PROBLEM REQUIREMENTS:
Find every line in the records below that holds the word "named" and copy it.
START RECORDS FOR THIS EXERCISE
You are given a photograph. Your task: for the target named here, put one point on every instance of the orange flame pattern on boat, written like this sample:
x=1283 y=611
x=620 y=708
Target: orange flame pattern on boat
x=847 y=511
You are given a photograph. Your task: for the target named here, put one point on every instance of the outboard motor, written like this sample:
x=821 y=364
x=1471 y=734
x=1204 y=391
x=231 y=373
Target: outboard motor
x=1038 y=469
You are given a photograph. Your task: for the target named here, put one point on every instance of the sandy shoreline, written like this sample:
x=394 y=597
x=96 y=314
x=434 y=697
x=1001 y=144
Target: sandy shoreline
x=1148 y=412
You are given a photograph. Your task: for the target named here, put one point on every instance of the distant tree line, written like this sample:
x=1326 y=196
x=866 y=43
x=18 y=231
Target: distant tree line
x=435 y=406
END RECORDS FOR THIS EXERCISE
RESPONSE FOR THIS EXERCISE:
You are given a photograph. Your task: for the target named here, put one point on every instance of the orange flame pattern on boat, written like this sample:
You are given a photograph. Your task: for the target named here, put one point on every instance of the outboard motor, written like this sample:
You are given a photograph. Your task: for the target named here, put one point on every instance of the sandy shoreline, written like this sample:
You are given a photograph. Your task: for the target named here, put one point on every instance of the distant tree line, written like this sample:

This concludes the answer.